→ **読む文章**

図12に示される実施形態は、シンチレータ交換中に各ニップルを隔離するためのいかなるゲートバルブもないので、「ニップル」1290が、実際のところ、シンチレータ交換中のダウンタイムを最短にするために、外部加圧ラインおよび任意の真空ラインに接続するための、径違いフランジ1291を有する径違いティーである。この構成は、外部加圧/真空排気ラインに取り付けるための、図10Aおよび図11Aに示される円錐型径違いニップル1090および1190と機能的に類似している。図12または図13では見えにくいが、内部較正の目的のために、記載されている実施形態は、図10Aおよび図10Cのカメラレンズ1006の各側に示されるUV−フォトダイオード1082および1084を含むことにより、各UV−LED1086および1088の出力をモニタリングして、UV−LED出力光度の変化を補正する。図11Aでは1180、図11Dでは1182および1186としても示される、図10Aの内部UV−LED/UVフォトダイオード較正システム1080は、カメラセンサ出力の、時間または温度に伴う変化を、モニタリングおよび補正するためにも使用される。
特定の用途およびビームラインモニタリング要件に応じて、上記および図9〜図13に記載される6方向クロス構造のいくつかの変形形態が利用可能である。たとえば、PMTが必要とされない場合、5方向クロスが使用できるが、空間分解能、感度および精度が必須である場合、6方向クロスは、2つのカメラ、すなわち、図9Aに示されるようにPMTを置換する第2のカメラで使用できる。あるいは、ビームラインモニタが、最高のタイミング分解能および要求される精度で飛行時間(「TOF」)測定のために最適化される場合、2組の集光レンズを有する2つの密接に整合したPMTを使用することができ、前述の通りカメラを排除することができる。他の用途では、3方向T字型または3方向T字型だけが必要とされる可能性がある、または4方向クロスが利用される可能性がある。

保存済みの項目
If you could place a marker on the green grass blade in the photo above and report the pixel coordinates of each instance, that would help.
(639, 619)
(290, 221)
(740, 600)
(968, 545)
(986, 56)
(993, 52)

--

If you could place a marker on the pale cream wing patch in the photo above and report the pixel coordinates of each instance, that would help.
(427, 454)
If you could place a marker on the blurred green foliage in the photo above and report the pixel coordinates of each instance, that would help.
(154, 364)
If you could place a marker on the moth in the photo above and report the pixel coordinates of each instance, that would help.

→ **取り組む課題**
A. ビームラインモニタに関する文章のうち、「特定の用途および」で始まる段落を、主な事実を残して箇条書きで短くまとめてください。
B. ビームラインモニタに関する文章によると、図12の実施形態の「ニップル」1290は実際には何ですか。
C. ビームラインモニタに関する文章から、「特定の用途およびビームライン」を含む語句で始まり「スが利用される可能性がある。」で終わる部分を、一字も変えずに抜き出して返してください。

→ **課題の解答**
A.
- 用途とビームラインモニタリング要件に応じて、6方向クロス構造のいくつかの変形形態が利用できる。
- PMTが不要な場合は、5方向クロスを使える。
- 空間分解能、感度、精度が必須の場合は、PMTの代わりに第2のカメラを置き、2つのカメラで6方向クロスを使える。
- 最高のタイミング分解能と要求精度で飛行時間(TOF)を測定するよう最適化する場合は、2組の集光レンズを持つ、密接に整合した2つのPMTを使う。この場合はカメラを除ける。
- 他の用途では、3方向T字型だけで足りる場合や、4方向クロスを使う場合がある。

B. 外部加圧ラインと任意の真空ラインに接続するための径違いフランジ1291を持つ、径違いティーです。

C.
特定の用途およびビームラインモニタリング要件に応じて、上記および図9〜図13に記載される6方向クロス構造のいくつかの変形形態が利用可能である。たとえば、PMTが必要とされない場合、5方向クロスが使用できるが、空間分解能、感度および精度が必須である場合、6方向クロスは、2つのカメラ、すなわち、図9Aに示されるようにPMTを置換する第2のカメラで使用できる。あるいは、ビームラインモニタが、最高のタイミング分解能および要求される精度で飛行時間(「TOF」)測定のために最適化される場合、2組の集光レンズを有する2つの密接に整合したPMTを使用することができ、前述の通りカメラを排除することができる。他の用途では、3方向T字型または3方向T字型だけが必要とされる可能性がある、または4方向クロスが利用される可能性がある。